* [Task directions]: In the items from the line containing "Thank you for the photo. Please point out the man's shoulder" through the end of the items, inclusive, rename "shoreline" to "coastline" and reproduce those lines with everything else unchanged.
-- START Entries shown --
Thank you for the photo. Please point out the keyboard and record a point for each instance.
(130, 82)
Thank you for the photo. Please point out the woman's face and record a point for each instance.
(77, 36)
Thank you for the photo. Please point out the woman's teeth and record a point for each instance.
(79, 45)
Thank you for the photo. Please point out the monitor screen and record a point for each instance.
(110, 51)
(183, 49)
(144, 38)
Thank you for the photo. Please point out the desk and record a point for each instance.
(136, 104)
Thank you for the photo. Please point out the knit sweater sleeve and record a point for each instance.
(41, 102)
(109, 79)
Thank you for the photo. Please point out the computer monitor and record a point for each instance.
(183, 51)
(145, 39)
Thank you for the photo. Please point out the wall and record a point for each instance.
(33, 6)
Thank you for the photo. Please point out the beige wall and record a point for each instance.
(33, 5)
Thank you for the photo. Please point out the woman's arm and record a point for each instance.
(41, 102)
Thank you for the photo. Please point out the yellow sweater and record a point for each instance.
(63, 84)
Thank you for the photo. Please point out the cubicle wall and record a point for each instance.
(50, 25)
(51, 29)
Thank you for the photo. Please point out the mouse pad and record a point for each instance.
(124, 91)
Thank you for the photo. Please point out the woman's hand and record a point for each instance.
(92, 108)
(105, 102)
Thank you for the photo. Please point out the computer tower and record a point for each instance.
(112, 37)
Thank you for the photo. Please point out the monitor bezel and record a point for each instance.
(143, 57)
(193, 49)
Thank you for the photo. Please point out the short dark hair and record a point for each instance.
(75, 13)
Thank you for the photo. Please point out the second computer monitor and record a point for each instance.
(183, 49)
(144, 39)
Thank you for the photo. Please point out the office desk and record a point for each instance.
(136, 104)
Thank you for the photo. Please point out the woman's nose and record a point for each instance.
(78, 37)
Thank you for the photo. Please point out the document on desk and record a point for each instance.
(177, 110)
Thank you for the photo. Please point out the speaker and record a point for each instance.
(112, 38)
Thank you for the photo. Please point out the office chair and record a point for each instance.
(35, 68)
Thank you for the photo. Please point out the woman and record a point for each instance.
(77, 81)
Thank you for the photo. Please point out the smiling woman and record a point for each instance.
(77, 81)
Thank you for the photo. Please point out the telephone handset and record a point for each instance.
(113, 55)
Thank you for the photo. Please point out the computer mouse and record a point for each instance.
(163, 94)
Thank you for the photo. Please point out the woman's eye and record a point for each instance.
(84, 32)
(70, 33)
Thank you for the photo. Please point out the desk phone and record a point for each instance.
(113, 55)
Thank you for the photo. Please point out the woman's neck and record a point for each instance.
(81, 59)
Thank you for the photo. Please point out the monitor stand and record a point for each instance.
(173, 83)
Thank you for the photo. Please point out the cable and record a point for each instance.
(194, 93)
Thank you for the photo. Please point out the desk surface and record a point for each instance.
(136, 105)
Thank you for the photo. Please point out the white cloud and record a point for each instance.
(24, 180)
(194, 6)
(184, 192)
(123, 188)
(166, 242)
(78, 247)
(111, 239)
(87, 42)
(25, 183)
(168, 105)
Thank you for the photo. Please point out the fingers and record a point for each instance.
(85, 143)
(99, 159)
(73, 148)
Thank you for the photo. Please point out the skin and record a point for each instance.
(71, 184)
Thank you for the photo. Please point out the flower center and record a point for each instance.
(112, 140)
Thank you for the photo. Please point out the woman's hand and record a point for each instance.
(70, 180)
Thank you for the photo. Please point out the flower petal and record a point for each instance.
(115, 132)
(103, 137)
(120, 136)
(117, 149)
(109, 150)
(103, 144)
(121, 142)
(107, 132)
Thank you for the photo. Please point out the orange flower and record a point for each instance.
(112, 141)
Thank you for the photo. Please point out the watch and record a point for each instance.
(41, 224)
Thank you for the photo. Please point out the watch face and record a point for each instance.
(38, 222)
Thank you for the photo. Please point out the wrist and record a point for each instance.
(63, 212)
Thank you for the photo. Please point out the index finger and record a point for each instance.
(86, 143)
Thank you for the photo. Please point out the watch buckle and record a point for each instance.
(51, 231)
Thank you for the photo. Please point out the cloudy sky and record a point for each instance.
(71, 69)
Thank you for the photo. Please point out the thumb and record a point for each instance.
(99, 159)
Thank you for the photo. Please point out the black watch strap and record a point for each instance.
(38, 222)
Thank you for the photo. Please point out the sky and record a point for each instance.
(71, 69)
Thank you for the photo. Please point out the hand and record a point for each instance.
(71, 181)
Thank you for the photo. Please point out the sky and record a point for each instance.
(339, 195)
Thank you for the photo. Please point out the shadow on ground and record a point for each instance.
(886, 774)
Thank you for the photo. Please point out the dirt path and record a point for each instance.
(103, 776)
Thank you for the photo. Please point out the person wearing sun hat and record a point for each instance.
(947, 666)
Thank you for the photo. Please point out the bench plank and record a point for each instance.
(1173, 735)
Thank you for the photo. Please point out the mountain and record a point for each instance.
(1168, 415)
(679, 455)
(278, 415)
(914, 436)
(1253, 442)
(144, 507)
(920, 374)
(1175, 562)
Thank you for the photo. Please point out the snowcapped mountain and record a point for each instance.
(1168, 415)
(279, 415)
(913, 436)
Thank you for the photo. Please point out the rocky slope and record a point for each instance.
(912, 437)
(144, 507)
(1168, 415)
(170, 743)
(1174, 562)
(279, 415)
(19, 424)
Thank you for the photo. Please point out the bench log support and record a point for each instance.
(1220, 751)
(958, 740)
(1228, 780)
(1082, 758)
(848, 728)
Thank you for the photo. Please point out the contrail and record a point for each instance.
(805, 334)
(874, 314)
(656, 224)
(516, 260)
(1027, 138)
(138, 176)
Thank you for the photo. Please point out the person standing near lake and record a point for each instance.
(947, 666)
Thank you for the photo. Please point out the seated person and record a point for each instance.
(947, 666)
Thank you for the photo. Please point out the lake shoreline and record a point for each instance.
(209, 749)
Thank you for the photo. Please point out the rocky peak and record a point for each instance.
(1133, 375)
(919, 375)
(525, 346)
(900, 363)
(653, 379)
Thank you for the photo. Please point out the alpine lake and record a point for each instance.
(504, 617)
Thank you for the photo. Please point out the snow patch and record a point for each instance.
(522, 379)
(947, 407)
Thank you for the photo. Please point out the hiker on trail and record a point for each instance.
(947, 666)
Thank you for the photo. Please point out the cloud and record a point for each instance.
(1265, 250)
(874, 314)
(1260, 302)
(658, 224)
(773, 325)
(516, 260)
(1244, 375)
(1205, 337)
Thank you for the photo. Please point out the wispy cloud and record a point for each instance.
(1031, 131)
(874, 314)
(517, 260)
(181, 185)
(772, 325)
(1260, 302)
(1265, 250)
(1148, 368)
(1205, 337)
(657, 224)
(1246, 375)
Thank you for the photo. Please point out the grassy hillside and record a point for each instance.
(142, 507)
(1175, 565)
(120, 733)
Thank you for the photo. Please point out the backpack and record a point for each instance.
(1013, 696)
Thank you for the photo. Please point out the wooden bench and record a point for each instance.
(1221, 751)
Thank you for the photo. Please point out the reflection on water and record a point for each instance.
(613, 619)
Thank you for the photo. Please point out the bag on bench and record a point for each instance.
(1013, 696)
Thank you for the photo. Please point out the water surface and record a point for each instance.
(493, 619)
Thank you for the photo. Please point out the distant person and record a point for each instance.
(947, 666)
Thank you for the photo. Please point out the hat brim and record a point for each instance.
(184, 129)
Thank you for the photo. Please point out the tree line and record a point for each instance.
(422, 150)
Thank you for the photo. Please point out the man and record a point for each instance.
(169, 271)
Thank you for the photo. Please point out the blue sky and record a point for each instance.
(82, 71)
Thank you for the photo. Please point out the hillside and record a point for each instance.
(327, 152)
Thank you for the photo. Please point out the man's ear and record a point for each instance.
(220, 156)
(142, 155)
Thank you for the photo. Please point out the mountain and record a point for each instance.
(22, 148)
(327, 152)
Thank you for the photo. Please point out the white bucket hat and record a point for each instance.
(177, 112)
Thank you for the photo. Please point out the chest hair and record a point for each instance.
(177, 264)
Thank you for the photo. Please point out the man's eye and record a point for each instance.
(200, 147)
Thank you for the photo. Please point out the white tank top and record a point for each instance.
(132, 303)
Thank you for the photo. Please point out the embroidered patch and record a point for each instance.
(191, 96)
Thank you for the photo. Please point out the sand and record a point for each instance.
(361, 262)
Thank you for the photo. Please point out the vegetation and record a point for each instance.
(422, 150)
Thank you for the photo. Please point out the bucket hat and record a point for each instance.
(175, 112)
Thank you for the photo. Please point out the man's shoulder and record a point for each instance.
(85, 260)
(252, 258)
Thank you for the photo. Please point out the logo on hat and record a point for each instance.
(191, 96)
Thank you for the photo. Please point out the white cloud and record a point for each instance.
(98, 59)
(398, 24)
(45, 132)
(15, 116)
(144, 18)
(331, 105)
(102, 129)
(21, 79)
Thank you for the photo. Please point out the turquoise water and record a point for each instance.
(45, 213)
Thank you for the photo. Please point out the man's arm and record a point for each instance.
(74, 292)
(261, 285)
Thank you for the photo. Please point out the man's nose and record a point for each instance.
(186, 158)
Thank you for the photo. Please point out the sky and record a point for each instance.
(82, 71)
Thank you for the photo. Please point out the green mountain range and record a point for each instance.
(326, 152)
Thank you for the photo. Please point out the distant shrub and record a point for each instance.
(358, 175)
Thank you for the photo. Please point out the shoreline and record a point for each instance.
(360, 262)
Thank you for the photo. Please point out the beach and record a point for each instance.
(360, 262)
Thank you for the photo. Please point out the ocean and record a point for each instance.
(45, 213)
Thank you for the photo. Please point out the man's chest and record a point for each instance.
-- END Entries shown --
* [Task response]:
Thank you for the photo. Please point out the man's shoulder and record a point for each instance.
(85, 260)
(252, 258)
Thank you for the photo. Please point out the logo on hat and record a point for each instance.
(191, 96)
Thank you for the photo. Please point out the white cloud and record a point for each instance.
(98, 59)
(398, 24)
(45, 132)
(15, 116)
(144, 18)
(331, 105)
(102, 129)
(21, 79)
Thank you for the photo. Please point out the turquoise water and record a point for each instance.
(45, 213)
Thank you for the photo. Please point out the man's arm and record a point for each instance.
(74, 292)
(261, 285)
Thank you for the photo. Please point out the man's nose and record a point for each instance.
(186, 158)
Thank you for the photo. Please point out the sky and record a point for each instance.
(82, 71)
Thank you for the photo. Please point out the green mountain range and record a point for each instance.
(326, 152)
Thank you for the photo. Please point out the distant shrub and record a point for each instance.
(358, 175)
Thank you for the photo. Please point out the coastline and record a point for each instance.
(360, 262)
Thank you for the photo. Please point out the beach and record a point for each instance.
(360, 262)
Thank you for the photo. Please point out the ocean and record a point for each instance.
(45, 213)
Thank you for the photo. Please point out the man's chest and record a point for each instance.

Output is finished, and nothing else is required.